— BEGIN —

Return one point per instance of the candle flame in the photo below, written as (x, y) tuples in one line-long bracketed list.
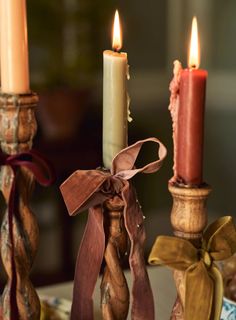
[(194, 51), (117, 39)]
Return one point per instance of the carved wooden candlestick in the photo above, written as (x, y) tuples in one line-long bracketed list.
[(189, 219), (19, 243), (114, 288)]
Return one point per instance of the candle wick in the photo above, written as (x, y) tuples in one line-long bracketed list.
[(116, 50)]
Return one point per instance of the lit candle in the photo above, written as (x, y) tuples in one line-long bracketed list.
[(188, 116), (115, 98), (14, 47)]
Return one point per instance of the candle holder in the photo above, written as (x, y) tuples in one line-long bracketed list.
[(19, 232), (114, 288), (188, 219)]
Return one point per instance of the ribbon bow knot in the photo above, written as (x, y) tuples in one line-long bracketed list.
[(89, 189), (205, 257), (203, 280)]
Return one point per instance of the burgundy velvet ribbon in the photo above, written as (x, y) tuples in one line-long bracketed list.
[(44, 175), (90, 189)]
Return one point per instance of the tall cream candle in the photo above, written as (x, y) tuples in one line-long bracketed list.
[(14, 46), (115, 98)]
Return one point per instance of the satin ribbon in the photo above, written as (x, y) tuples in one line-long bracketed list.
[(90, 189), (44, 175), (203, 280)]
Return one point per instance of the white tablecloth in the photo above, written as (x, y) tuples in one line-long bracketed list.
[(162, 284)]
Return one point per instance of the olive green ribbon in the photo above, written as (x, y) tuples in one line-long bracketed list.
[(203, 280)]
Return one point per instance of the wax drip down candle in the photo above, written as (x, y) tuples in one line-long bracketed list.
[(115, 97), (187, 106)]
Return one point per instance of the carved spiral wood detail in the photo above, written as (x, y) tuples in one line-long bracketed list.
[(19, 242), (114, 288)]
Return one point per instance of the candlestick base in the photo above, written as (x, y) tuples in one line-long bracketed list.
[(19, 233), (188, 219)]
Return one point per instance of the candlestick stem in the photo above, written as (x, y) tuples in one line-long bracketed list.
[(114, 288), (19, 233), (189, 219)]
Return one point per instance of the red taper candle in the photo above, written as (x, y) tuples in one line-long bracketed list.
[(189, 118)]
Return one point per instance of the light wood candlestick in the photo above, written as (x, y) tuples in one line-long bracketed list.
[(188, 219), (18, 247), (114, 288)]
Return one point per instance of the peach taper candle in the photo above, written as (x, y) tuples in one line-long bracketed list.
[(14, 47)]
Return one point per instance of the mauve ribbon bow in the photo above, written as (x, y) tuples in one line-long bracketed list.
[(203, 280), (44, 175), (90, 189)]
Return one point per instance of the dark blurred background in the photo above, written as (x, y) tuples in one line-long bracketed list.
[(66, 39)]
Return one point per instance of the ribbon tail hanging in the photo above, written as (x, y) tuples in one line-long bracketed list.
[(141, 289), (88, 266)]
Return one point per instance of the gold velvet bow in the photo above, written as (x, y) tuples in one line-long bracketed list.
[(203, 280)]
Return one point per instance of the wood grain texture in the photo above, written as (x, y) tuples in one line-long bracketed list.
[(188, 219), (114, 288), (18, 248)]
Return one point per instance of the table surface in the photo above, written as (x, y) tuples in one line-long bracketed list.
[(162, 285)]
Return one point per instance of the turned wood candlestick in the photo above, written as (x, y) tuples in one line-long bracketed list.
[(189, 219), (19, 243), (114, 288)]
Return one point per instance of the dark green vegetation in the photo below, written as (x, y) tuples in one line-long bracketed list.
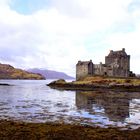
[(99, 83), (50, 74), (10, 130), (9, 72)]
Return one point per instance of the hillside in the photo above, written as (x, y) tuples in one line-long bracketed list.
[(49, 74), (9, 72)]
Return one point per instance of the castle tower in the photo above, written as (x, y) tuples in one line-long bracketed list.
[(119, 61), (83, 69)]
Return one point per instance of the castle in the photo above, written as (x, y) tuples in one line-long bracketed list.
[(117, 64)]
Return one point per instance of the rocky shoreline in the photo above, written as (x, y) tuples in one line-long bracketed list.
[(49, 131), (96, 85)]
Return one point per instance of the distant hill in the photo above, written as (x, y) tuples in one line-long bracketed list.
[(9, 72), (50, 74)]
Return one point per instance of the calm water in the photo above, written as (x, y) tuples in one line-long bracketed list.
[(33, 101)]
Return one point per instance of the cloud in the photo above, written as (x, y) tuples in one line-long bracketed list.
[(56, 36)]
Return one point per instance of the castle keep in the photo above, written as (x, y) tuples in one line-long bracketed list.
[(117, 64)]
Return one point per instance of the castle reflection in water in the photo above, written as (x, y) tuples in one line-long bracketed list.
[(115, 105)]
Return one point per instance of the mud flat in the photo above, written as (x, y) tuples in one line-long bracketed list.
[(11, 130), (98, 83)]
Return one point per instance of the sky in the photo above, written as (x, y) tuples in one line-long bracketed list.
[(55, 34)]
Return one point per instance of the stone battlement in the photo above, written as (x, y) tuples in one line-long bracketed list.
[(117, 64)]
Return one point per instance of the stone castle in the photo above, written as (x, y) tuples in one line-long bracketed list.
[(117, 64)]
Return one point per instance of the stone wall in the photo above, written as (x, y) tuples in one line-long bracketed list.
[(117, 64)]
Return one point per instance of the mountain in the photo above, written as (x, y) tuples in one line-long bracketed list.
[(49, 74), (9, 72)]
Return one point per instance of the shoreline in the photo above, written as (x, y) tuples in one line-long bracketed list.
[(22, 130), (84, 86)]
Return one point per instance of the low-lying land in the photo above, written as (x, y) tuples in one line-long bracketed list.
[(10, 130), (99, 83), (9, 72)]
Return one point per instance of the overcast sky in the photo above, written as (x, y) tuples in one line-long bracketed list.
[(55, 34)]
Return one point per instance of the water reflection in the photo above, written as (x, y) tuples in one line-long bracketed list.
[(116, 105), (35, 102)]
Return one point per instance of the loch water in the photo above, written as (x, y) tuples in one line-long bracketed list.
[(33, 101)]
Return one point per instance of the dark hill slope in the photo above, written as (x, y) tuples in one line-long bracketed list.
[(49, 74), (9, 72)]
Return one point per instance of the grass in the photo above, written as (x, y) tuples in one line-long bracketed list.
[(10, 130)]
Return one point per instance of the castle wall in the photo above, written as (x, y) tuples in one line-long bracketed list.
[(81, 71), (117, 64), (84, 69)]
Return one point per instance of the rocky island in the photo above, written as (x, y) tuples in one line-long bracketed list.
[(115, 75), (9, 72), (98, 83)]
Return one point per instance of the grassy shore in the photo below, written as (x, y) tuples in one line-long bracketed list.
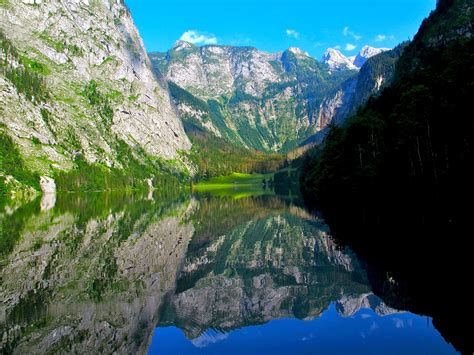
[(235, 184)]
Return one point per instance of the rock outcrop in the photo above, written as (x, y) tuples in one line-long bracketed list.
[(101, 92)]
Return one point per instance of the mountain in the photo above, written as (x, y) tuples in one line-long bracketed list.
[(396, 178), (265, 101), (75, 81), (375, 74), (366, 53), (337, 61)]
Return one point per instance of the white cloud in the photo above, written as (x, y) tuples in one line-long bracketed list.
[(347, 32), (292, 33), (350, 47), (381, 38), (196, 37)]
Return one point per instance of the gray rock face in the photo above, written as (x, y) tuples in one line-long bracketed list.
[(266, 101), (337, 61), (366, 53), (75, 42)]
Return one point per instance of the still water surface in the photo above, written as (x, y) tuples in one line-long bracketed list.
[(179, 274)]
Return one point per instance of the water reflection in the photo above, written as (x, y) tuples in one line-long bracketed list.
[(99, 272)]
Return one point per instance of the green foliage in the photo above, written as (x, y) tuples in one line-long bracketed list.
[(11, 163), (97, 177), (413, 143), (216, 156), (25, 76), (100, 101)]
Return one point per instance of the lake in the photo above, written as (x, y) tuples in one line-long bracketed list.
[(175, 273)]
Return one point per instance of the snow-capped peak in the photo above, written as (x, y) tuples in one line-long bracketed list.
[(298, 51), (366, 53), (337, 61), (180, 44)]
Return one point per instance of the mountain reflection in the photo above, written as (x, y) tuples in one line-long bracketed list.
[(263, 259), (89, 274), (99, 272)]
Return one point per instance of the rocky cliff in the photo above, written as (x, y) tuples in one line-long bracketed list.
[(97, 94), (267, 101)]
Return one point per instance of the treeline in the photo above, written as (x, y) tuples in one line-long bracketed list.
[(410, 147), (216, 156), (25, 79)]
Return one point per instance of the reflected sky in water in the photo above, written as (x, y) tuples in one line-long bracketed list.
[(174, 273), (362, 333)]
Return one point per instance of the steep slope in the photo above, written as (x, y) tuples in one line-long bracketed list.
[(365, 54), (269, 102), (376, 73), (98, 97), (397, 179), (338, 61)]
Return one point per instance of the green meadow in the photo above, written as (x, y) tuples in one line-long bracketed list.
[(237, 185)]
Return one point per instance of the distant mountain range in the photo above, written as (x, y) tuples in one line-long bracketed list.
[(338, 61), (266, 101)]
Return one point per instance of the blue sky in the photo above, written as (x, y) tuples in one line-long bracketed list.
[(274, 25)]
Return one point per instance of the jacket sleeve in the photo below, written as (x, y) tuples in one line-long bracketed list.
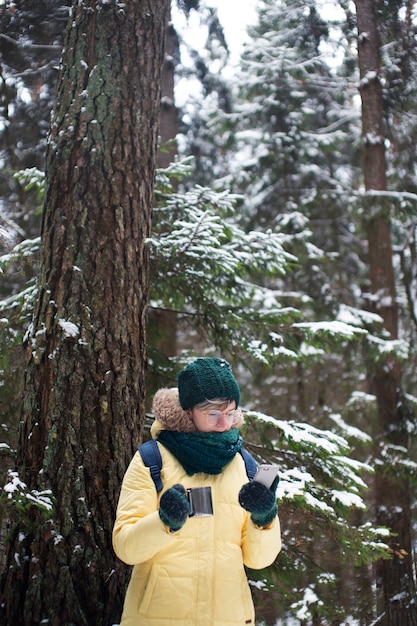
[(261, 546), (138, 532)]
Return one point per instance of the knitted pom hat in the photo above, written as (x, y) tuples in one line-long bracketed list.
[(207, 379)]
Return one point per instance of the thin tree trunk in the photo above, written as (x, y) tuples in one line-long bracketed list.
[(395, 577), (84, 390)]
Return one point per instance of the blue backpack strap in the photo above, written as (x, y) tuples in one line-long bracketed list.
[(151, 457), (250, 463)]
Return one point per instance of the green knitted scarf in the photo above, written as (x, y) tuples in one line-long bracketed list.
[(202, 452)]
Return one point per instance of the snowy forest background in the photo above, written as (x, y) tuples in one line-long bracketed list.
[(271, 208)]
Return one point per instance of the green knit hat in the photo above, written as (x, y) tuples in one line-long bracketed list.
[(206, 379)]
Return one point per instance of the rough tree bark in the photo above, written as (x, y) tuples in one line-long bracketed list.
[(84, 387), (395, 577)]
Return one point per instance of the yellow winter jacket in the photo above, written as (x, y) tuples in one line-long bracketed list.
[(196, 576)]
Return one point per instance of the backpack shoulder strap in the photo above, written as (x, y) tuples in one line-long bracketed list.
[(151, 457), (250, 463)]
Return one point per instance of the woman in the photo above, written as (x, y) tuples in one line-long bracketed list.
[(189, 570)]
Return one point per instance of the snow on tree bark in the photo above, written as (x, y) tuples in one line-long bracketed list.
[(394, 577), (84, 390)]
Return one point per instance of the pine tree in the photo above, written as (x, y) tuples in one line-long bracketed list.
[(84, 390)]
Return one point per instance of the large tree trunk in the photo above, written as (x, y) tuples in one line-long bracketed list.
[(84, 389), (395, 577)]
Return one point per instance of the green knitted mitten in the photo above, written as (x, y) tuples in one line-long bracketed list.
[(260, 502), (174, 508)]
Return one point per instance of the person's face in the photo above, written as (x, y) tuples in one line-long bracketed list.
[(215, 419)]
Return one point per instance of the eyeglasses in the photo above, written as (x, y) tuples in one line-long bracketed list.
[(232, 417)]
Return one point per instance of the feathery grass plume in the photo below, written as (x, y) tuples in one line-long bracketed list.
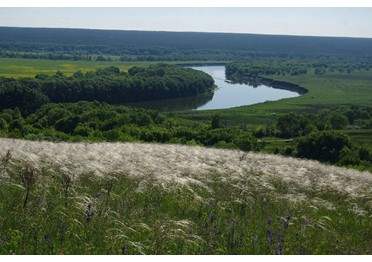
[(177, 199)]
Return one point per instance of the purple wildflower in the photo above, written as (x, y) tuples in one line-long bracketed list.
[(270, 237), (233, 223), (285, 224), (46, 237), (212, 218), (123, 248), (97, 195), (89, 212)]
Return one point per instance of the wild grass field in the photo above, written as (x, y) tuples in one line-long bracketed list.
[(128, 198), (18, 67)]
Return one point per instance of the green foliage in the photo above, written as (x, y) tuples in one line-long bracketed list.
[(105, 85), (125, 215), (324, 146)]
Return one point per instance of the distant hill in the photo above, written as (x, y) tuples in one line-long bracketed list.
[(27, 38)]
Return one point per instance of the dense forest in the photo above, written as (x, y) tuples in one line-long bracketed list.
[(237, 71), (83, 44), (105, 85)]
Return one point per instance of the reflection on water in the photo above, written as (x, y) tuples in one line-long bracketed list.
[(227, 95), (176, 104)]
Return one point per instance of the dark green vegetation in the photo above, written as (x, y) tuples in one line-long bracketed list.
[(82, 44), (93, 121), (308, 136), (105, 85), (45, 212)]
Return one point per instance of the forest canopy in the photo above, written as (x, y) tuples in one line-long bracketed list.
[(108, 85)]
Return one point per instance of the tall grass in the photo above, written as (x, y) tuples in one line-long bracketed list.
[(123, 198)]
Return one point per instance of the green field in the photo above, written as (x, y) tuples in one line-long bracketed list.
[(10, 67), (18, 67), (325, 91)]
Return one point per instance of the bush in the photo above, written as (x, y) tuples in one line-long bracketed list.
[(323, 146)]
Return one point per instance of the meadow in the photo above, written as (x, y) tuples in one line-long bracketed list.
[(130, 198), (325, 91), (19, 67)]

— END —

Set out the lines above as a Markdown table with the columns No. and Line, from the first line up to and including the line that contains "[(116, 50)]", one numbered row per line and no blank lines. Leave the pictures out.

| No. | Line |
|---|---|
| 1 | Return one point per instance of the candle flame in the photo below, written as (x, y) tuples in one line-long bracketed list. |
| 2 | [(194, 51), (117, 39)] |
| 3 | Return one point per instance of the carved wooden candlestick in the photo above, written as (x, y) tuples in one line-long bracketed list. |
| 4 | [(189, 219), (19, 243), (114, 288)] |
| 5 | Return one point per instance of the candle wick in the photo above, written as (x, y) tuples in one line-long bracketed list. |
| 6 | [(116, 50)] |